= ПИСЬМЕННОЕ ЗАДАНИЕ A =
Верните все строки записей, где встречается слово «landing».

= СТРАНИЦА =
--

Андре Моруа – Мемуары (страница 64)
Мистер Лоуэлл, в прошлом президент Гарвардского университета, был человеком восьмидесяти лет, но поражал юношеской живостью ума. Однажды я заметил ему, что Соединенные Штаты слишком долго готовятся к войне и Германия может застать их врасплох; надо сделать последнее усилие и сделать его сегодня, не дожидаясь завтрашнего дня.
— Я с вами не согласен, — сказал он.
Изумившись, я спросил:
— Когда же, по-вашему, Америка должна сделать это усилие?
— Вчера, — ответил мистер Лоуэлл.
Он повел меня обедать в «Сэтэди Ланчен Клаб», членами которого являлись Оливер Уэнделл Холмс[337] и другие прославленные бостонцы. В день моего появления там члены клуба отмечали восьмидесятилетие Блисса Перри, преподавателя Принстонского и Гарвардского университетов и Сорбонны; профессор Рэнд произнес блестящий тост на латыни, и я раз и навсегда уверился в том, что Бостон не похож ни на один из городов Америки и целого мира.
Я полюбил его таким, каким он предстал передо мной в тот раз: узкие улочки, дома и скверы на английский манер, старинные залы, где зародилась американская свобода, сияющий красотой и золочеными куполами Капитолий, припорошенные снегом крыши.
Я полюбил школы в окрестностях Бостона: Андовер, где во главе французского клуба нашел дочь и зятя моей старинной приятельницы Элмы Клейбург; Сен-Поль, Эксетер, Гротон, столь напоминающие Итон и Хэрроу. Полюбил бостонцев, скромных по образу жизни и горделивых по образу мысли, прижимистых и сказочно богатых, походивших на персонажей Джона Маркуонда[338] и одновременно на лионских фабрикантов. Так я прожил два плодотворных месяца, совмещая работу с новыми знакомствами.
Несколько позже я получил письмо от французского консула Франса Бриера (ныне он посол). Бриер писал, что помнит Лоуэлловские лекции и «те дни, исполненные боли и тревоги, которые мы прожили вместе». «Ваш мудрый и твердый патриотизм, — писал он, — поддерживал нас. Вы были примером француза, не отрекшегося от своих идеалов и от своих старых друзей. Я никогда не забуду эти лекции, способствовавшие восстановлению справедливости в отношении Франции. Вы не должны сожалеть об ушедших в прошлое прекрасных днях, ибо ваша миссия в изгнании, несмотря на ее кажущуюся тщетность, должна приносить вам удовлетворение: вы исполняете свой долг, преодолевая невежество, недоверие и ненависть».

--

= ПИСЬМЕННОЕ ЗАДАНИЕ B =
Продолжите приведенные выше воспоминания о жизни в Бостоне, начав сразу после их последнего предложения.

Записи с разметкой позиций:
--

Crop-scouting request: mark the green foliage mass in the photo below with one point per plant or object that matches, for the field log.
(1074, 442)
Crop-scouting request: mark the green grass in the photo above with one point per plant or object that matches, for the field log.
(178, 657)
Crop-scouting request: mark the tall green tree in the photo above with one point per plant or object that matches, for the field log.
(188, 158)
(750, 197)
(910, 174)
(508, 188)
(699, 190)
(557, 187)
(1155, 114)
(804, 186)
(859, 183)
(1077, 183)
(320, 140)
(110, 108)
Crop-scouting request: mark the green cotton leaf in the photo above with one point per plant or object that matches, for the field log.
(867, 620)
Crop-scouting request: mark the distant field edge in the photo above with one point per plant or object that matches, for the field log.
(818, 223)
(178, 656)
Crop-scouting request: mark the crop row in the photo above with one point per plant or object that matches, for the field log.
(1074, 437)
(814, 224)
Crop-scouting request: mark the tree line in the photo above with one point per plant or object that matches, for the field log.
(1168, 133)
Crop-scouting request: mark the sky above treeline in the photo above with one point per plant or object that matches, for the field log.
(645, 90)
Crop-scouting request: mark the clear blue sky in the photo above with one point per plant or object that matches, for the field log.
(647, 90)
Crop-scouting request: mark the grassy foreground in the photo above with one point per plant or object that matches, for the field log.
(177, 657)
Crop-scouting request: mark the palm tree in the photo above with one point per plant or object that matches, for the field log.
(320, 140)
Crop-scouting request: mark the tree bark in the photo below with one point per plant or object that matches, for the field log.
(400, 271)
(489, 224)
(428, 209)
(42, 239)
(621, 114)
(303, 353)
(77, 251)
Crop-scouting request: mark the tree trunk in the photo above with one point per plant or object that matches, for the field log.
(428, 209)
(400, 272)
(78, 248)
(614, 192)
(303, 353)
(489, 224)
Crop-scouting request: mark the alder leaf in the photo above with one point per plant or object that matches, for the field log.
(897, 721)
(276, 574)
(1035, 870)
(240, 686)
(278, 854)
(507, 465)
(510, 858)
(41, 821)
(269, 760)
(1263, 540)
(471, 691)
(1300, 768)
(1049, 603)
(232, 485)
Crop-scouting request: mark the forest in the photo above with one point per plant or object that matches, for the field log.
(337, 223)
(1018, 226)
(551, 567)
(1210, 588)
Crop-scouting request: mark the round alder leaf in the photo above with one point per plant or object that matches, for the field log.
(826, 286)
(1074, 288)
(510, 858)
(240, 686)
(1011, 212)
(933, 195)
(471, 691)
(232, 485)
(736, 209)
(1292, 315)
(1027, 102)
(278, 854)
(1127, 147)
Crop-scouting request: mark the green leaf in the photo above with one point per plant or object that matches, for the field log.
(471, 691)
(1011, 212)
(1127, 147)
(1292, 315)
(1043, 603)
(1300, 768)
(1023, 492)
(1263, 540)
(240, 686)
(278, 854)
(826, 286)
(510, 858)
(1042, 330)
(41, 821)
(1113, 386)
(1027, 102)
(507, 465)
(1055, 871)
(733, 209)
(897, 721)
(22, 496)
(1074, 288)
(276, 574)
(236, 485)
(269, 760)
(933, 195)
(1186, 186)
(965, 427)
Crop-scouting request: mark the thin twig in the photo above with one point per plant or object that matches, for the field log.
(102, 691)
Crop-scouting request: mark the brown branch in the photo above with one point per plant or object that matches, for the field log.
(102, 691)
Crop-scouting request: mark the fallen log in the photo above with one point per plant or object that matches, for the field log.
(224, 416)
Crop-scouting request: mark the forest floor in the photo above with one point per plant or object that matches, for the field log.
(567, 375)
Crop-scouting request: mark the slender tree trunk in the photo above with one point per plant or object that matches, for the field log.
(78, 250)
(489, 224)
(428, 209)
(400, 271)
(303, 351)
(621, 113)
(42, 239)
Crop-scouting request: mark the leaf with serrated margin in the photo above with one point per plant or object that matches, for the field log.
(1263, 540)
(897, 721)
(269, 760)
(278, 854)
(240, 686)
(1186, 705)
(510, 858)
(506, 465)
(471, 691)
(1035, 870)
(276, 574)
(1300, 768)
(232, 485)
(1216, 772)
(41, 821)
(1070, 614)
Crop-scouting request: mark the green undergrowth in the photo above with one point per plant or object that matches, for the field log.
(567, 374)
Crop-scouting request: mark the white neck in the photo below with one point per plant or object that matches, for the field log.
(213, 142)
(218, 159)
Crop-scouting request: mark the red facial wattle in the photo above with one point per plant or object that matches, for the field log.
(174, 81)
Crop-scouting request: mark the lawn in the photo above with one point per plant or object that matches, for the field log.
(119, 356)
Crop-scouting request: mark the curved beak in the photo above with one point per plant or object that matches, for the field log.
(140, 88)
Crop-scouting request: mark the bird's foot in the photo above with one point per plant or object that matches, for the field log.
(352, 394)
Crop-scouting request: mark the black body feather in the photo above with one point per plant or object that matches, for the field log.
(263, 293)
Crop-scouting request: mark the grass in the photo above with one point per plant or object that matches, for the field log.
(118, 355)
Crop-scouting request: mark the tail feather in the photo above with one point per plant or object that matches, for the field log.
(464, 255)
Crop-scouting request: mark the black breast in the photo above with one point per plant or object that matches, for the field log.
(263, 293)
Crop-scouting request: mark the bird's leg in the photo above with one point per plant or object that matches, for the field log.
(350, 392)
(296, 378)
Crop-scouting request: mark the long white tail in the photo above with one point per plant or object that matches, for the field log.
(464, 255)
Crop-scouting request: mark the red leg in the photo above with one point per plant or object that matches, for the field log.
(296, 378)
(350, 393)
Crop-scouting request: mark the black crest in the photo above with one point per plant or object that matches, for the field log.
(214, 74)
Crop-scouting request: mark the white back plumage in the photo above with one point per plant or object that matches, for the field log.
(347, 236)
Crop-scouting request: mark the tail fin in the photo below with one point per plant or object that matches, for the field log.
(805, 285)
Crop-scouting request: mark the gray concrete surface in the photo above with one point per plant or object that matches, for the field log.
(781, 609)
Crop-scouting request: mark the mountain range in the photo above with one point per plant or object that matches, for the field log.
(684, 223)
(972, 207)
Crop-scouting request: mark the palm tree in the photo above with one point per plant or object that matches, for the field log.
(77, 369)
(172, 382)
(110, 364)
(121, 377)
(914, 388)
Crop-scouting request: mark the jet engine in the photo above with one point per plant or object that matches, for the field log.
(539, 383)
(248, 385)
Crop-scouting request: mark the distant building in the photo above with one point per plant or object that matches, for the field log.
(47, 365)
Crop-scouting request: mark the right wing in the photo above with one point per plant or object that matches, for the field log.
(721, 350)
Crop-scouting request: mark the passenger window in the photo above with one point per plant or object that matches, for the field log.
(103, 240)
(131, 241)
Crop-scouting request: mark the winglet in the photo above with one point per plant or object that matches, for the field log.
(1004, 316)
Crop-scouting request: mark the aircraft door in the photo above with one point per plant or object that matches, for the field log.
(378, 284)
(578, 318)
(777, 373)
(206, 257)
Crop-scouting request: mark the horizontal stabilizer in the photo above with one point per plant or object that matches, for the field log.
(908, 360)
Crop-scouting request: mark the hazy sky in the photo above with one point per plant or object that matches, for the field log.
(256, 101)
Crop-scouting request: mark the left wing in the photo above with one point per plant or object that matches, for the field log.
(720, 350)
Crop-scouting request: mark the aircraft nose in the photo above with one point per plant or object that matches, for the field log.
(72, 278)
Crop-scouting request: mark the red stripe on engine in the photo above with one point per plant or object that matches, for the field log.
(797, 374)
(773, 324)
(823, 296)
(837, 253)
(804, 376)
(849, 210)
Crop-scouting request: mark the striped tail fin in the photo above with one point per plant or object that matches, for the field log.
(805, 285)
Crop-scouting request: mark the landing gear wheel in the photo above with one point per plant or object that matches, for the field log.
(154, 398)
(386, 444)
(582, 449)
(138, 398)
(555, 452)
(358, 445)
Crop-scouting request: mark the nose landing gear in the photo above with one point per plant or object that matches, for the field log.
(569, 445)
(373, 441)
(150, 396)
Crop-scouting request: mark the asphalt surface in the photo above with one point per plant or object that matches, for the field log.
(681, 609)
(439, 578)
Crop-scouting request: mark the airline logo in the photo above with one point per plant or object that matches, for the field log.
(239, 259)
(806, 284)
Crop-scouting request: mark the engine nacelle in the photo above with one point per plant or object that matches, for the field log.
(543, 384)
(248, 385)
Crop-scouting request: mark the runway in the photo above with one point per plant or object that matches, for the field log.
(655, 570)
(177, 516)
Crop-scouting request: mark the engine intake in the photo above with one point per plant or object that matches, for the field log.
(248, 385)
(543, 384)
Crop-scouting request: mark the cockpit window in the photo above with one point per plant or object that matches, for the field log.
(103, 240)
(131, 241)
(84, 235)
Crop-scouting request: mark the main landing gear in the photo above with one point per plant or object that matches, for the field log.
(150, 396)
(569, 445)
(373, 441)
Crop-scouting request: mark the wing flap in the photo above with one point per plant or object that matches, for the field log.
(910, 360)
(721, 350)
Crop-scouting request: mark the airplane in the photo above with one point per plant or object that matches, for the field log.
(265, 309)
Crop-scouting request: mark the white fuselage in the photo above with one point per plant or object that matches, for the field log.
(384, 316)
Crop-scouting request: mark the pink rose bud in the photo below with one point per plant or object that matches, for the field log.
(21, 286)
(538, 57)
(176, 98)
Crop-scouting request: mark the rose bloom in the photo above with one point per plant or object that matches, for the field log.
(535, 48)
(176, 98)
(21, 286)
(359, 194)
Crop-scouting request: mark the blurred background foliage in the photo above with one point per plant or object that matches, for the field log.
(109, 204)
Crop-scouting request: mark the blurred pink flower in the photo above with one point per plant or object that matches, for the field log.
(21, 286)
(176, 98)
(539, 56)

--

= ОЖИДАЕМЫЙ ОТВЕТ A =
Crop-scouting request: mark the landing gear wheel in the photo above with one point per plant or object that matches, for the field log.
Crop-scouting request: mark the nose landing gear in the photo above with one point per plant or object that matches, for the field log.
Crop-scouting request: mark the main landing gear in the photo above with one point per plant or object that matches, for the field log.

= ОЖИДАЕМЫЙ ОТВЕТ B =
Пожалуй, надо отметить, что англичане, слушавшие меня в Бостоне (а особенно консул), в письмах столь же горячо благодарили меня за то, что в своих лекциях я отзывался об Англии справедливо, дружелюбно и восторженно. Я продолжал выступать в роли примирителя, и достойные люди сумели это оценить.
К сожалению, были еще и другие.
5. Странник, гонимый войною
Первое января 1941 года мы с Симоной провели одни в гостиничном номере. Нас пригласили на ужин американские друзья, но вести, доходившие из Франции, были настолько печальны, что мы чурались любого веселья. Когда пробило полночь, радио передало нам веселый шум с Бродвея. Мы думали об Эссандьерасе и о том, как грустно, наверное, было там в этот Новый год после поражения. И где были теперь те маленькие эльзасцы, что пели «Марсельезу», встречая Новый, 1940-й год?.. Немного погодя по радио вновь раздались крики; им вторила мелодия джаза; полночь пришла в Сент-Луис, штат Миссури… А что думали о Франции в Сент-Луисе, штат Миссури?.. Вскоре мне предстояло об этом узнать, так как я пообещал выступить там с лекцией. Мы стали говорить о детях, которых так хотелось бы повидать, о друзьях, о моей матери — она такая мужественная, а жизнь у нее была, наверное, такая тяжелая… Наконец новый взрыв смеха и пения возвестил, что пробило полночь в Сан-Франциско. Теперь вся Америка вступила в 1941-й год.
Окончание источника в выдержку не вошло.